§ What is expected:
Extend the passage on James Coleman's art, picking up right after its final sentence.

§ Supplied text:

The oeuvre of James Coleman engages in a speculative discourse on these issues, both on a structural and topical level. Coleman’s work deals with the continuity of history and its suspension; it is both event-oriented and durational. Every work creates a scenario that—in regard to both its structural composition and its subject matter—provokes a reflection on the fleetingness of the moment and the possibilities of its endurance. Coleman’s work addresses historical and modern forms of representation; it reflects on the production of history and its spectacularization; it broaches the issue of recollection and memory and at the same time renders the impossibility of remembering a constitutive aspect of the work itself.
Coleman belongs to a generation of artists who confronted the legacy of Modernism. Having grown up with Minimal and Conceptual Art, i.e. movements that brought Modernism to an end, artists like Coleman, Graham and Jeff Wall have a heightened awareness of the reductivist qualities of Modernism, especially of its ahistorical and universalist tendencies. Attempting to reintegrate a historical dimension into art, Wall in the late 1970s embraces the historical gesture of painterly depiction, for example, he goes back to the tableau of Renaissance art.5 And from the mid-1970s Graham begins to incorporate more traditional forms of representation and narration into his art practice. When in the early 1980s a return to these conventions began to assert itself as a general traditionalism, however, artists such as Coleman, Graham and Wall had to face the question (that Walter Benjamin had already raised): How can one reference tradition without lapsing into a fabrication of history as an uninterrupted continuity?
Questions on how historical time can be reintegrated into art, how a consciousness of historicity is developed without fetishizing history, and how such a conception of history might be defined, were posed by many artists during this period. The impact of the Vietnam War and the radical social and political changes that shaped the late 1960s honed people’s awareness for experiencing history. In Coleman’s work, however, these questions have a specific framework that cannot be ignored. In no European country are contemporary politics so conflict-ridden as a result of history and the problems arising from its appropriation and interpretation as in Ireland. “Amnesia and nostalgia, the inability to remember and the incapacity to do anything else, are terrible twins,” 6 writes Terry Eagleton about Ireland, a country in which archaic and modern elements come together in a singular manner. Ireland is characterized by an uneven development between tradition and the modern age, which Eagleton (using Marxist terms) refers to as a “combined and uneven development.” 7 Modernization did occur in a number of areas (e.g. in parliamentary politics, in the colonial administration and in art), but in other areas the country lagged behind (industry, agriculture, education). This produced a dynamic, modern culture, which bears within itself tense contradictions between the archaic and the modern. The double bind between continuity and renewal, tradition and the modern, is a phenomenon historically anchored in this culture. Coleman takes up these contradictions—and through works that negotiate these tensions he introduces them into contemporary art.

Data listing
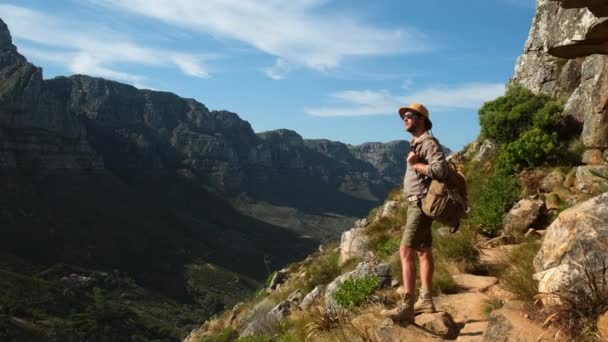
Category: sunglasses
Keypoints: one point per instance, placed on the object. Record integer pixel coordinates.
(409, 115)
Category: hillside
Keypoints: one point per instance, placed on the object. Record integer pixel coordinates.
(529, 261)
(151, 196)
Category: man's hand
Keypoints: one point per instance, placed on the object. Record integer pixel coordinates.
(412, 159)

...

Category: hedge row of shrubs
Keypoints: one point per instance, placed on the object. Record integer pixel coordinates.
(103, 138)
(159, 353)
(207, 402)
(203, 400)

§ Answer below:
Coleman’s early installations, produced when he was living in Milan in the early 1970s, explore the experience of time and recollection within a meticulously staged exhibition situation. Already these early pieces testify to Coleman’s interest in a subjective perception of time, an interest that anticipates his later preoccupation with the representation and experience of history. Flash Piece, a work from 1970, consists of different colored, alternately flashing light intervals, whose varying rhythms allow time to be perceived as something experienced subjectively.8 “In fact,” writes a critic, “the length of this duration, difficult to memorize, and its variable location within the cycle [ … ] lead to different perceptions of time.”9 In this work Coleman introduces the light flash as a principle that will play a significant role in later works such as Box (ahhareturnabout): the flash as an instantaneous, flashing moment that elevates time to a structuring principle of the artwork and simultaneously makes it appear to stand still for an instant. These moments are dramaturgically arranged time segments or time sections that generate a before and after, memory and repetition.
One year later Coleman produced the work Memory Piece (1971), in which the visitor listens to a tape recording of a text approximately four minutes long, which he or she can then recite from memory onto a second tape recorder. This second recording is then played to the next visitor who memorizes and recites it once again into another tape recorder, and so on. Produced and reproduced afresh each time the work is transformed through a temporal process involving appropriation and transmission. Maurice Blanchot once described the experience of an artwork as a presence that also is disappearance.10 Coleman is interested in the role that recollection plays in these dialectics of appropriation and loss, and how time shapes and influences it. It is in these non-linear and non-fixable to and fro movements of recollection that his exploration of a contemporary portrayability of history takes its point of departure.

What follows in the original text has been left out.